Problem to solve:
Go through the lines below, tally those that include the word "instance", and give only the tally.

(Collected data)
BEGIN
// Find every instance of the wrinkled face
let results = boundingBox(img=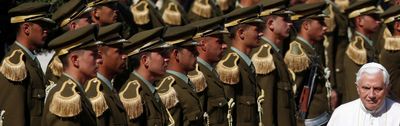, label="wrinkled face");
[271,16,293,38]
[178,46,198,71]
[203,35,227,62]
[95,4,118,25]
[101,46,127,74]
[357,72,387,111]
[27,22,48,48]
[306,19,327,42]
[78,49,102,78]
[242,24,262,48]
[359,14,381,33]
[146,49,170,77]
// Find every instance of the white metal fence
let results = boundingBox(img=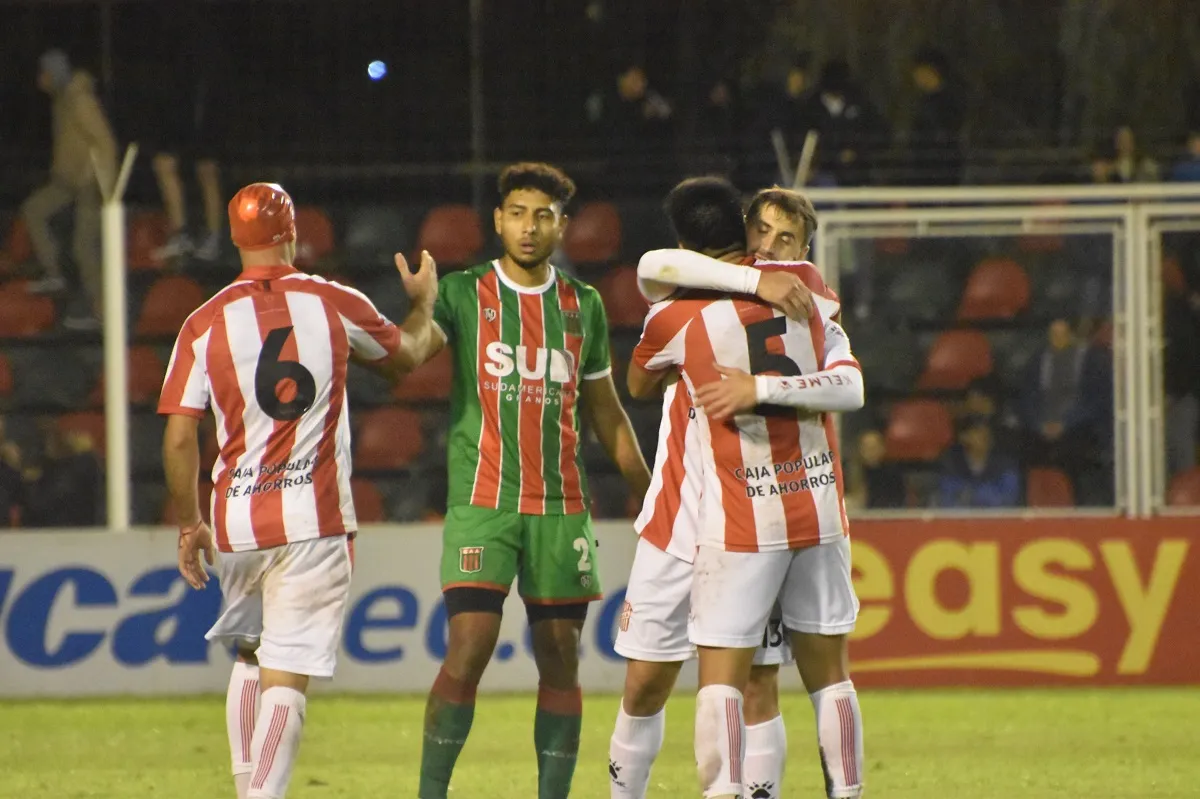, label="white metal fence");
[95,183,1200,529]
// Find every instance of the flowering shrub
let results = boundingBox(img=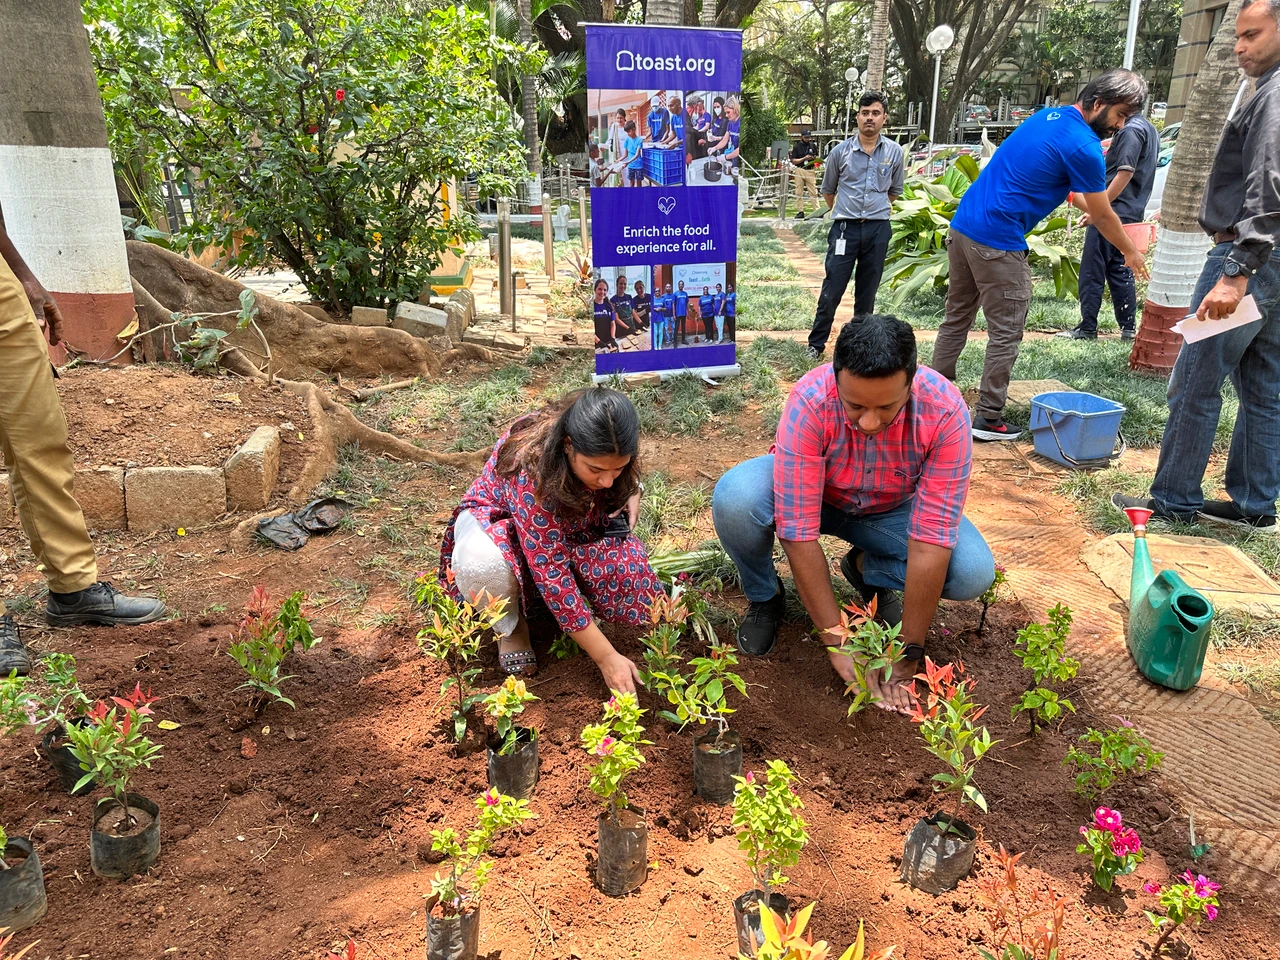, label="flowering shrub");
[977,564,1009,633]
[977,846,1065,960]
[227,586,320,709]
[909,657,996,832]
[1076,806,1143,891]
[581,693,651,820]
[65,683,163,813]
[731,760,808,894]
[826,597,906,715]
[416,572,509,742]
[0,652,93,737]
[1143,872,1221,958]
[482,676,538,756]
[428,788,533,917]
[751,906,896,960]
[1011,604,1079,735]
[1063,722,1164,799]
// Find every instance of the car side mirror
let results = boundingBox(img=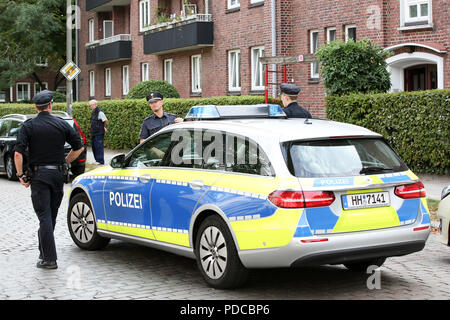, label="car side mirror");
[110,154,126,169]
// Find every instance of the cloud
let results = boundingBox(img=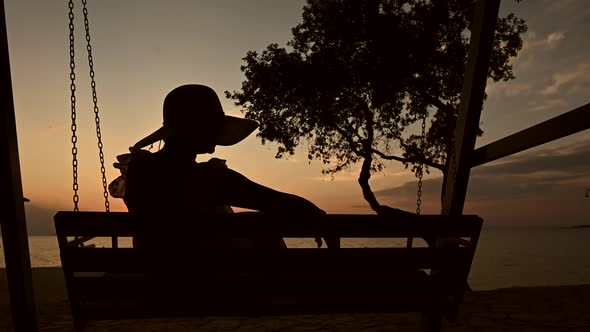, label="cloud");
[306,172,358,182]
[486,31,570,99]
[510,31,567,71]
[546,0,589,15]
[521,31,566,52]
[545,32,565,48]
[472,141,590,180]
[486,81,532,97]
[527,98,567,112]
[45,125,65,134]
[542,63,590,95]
END
BEGIN
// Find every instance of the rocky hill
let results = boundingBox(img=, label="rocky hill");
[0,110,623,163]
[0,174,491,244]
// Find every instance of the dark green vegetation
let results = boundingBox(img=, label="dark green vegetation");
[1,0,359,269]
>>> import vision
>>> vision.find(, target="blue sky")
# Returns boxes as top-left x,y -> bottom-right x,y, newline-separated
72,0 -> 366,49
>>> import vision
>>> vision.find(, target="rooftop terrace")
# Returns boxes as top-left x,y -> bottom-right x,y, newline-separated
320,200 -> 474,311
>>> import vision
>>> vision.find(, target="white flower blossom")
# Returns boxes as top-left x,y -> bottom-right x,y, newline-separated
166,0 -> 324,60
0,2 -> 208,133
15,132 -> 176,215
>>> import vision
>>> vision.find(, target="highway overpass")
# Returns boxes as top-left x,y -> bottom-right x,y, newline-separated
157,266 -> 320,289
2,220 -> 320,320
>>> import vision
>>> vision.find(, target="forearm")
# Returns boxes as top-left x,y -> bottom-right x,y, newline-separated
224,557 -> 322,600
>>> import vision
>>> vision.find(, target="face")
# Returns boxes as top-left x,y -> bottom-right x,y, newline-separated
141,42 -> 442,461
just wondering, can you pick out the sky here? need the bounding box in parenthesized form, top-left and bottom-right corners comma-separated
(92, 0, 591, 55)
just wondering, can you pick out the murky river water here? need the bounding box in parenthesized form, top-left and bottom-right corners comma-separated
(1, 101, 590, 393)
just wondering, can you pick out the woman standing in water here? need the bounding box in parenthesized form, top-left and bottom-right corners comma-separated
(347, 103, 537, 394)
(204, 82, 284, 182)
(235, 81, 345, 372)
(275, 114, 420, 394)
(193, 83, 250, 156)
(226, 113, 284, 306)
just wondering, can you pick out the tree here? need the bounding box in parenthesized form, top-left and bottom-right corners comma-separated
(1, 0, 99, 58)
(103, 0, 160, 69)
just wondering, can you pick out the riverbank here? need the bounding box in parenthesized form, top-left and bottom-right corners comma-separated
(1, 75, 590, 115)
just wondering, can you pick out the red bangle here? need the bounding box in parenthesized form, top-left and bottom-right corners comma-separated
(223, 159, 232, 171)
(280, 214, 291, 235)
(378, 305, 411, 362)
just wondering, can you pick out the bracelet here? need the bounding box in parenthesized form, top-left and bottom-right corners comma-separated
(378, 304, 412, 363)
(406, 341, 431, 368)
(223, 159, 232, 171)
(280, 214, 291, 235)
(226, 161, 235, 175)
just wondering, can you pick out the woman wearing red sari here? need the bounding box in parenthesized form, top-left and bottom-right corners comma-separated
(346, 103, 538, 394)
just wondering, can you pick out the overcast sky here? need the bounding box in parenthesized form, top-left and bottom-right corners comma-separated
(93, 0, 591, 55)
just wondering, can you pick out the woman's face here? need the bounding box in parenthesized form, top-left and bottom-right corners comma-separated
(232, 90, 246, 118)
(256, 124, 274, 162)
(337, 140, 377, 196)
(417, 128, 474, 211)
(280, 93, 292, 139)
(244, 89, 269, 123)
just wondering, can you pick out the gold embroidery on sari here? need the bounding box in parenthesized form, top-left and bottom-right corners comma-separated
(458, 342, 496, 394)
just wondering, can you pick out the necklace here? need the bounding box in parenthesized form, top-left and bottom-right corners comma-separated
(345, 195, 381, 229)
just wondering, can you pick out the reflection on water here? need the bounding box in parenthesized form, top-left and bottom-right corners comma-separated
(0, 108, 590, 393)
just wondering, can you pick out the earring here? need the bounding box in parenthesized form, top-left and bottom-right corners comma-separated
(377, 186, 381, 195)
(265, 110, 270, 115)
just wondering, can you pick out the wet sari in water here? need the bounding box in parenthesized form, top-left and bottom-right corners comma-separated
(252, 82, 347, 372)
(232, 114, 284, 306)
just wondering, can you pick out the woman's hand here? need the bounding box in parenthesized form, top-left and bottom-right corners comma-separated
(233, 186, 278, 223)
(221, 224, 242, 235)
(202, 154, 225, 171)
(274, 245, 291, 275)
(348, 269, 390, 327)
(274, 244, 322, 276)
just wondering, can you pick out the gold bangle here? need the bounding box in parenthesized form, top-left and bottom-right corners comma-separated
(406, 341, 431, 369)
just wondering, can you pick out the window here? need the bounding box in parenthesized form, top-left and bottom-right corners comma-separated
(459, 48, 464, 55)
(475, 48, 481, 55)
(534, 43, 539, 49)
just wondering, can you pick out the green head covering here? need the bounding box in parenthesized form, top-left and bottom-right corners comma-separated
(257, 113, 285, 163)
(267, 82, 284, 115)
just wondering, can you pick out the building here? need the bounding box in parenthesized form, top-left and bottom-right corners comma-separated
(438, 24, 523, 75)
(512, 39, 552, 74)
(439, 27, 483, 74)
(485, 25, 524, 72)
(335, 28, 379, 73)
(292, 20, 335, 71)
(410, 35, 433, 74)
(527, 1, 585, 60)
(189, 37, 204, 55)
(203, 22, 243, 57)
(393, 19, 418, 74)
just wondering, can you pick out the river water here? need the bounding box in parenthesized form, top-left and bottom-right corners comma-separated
END
BEGIN
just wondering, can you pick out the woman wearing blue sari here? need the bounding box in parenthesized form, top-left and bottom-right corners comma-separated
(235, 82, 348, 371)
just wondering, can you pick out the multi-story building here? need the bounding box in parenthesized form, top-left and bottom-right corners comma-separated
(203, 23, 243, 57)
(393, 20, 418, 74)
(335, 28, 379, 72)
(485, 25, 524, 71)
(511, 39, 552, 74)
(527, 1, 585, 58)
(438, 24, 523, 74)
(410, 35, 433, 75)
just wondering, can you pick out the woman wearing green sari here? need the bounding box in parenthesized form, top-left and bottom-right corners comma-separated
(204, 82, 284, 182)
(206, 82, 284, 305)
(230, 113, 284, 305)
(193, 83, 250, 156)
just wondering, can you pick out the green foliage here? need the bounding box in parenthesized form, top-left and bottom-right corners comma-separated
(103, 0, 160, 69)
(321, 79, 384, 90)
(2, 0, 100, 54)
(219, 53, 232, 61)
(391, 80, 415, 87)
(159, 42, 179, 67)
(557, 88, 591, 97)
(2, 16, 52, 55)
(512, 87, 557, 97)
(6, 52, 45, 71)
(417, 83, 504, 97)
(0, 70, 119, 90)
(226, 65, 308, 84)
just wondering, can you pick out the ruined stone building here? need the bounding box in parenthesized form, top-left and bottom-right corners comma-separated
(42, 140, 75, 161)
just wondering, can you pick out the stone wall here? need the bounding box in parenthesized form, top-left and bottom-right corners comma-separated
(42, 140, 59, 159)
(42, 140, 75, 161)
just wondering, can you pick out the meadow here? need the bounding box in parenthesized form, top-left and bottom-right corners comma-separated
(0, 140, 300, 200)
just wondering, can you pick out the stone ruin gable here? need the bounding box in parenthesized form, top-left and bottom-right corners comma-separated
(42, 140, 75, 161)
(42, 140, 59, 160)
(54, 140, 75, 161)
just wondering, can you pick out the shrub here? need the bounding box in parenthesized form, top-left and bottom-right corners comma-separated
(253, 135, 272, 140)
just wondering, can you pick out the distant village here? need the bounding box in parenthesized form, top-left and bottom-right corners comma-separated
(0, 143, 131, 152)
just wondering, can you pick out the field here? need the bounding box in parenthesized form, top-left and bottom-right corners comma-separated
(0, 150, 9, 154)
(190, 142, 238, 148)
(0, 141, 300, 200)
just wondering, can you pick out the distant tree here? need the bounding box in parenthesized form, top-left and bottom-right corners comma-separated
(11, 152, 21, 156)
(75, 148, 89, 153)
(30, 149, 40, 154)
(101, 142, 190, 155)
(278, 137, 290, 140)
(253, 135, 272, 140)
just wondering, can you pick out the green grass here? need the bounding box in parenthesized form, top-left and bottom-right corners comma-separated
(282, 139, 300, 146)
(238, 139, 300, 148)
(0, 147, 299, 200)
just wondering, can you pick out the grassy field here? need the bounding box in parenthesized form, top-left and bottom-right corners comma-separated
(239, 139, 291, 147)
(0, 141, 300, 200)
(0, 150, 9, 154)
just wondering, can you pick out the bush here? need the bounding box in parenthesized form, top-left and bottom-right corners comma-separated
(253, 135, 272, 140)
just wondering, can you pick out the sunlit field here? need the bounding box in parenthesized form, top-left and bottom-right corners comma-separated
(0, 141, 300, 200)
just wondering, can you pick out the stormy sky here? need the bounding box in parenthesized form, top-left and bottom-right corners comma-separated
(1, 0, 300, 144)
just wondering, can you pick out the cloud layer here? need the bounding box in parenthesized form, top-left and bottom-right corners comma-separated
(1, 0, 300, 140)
END
Output below:
7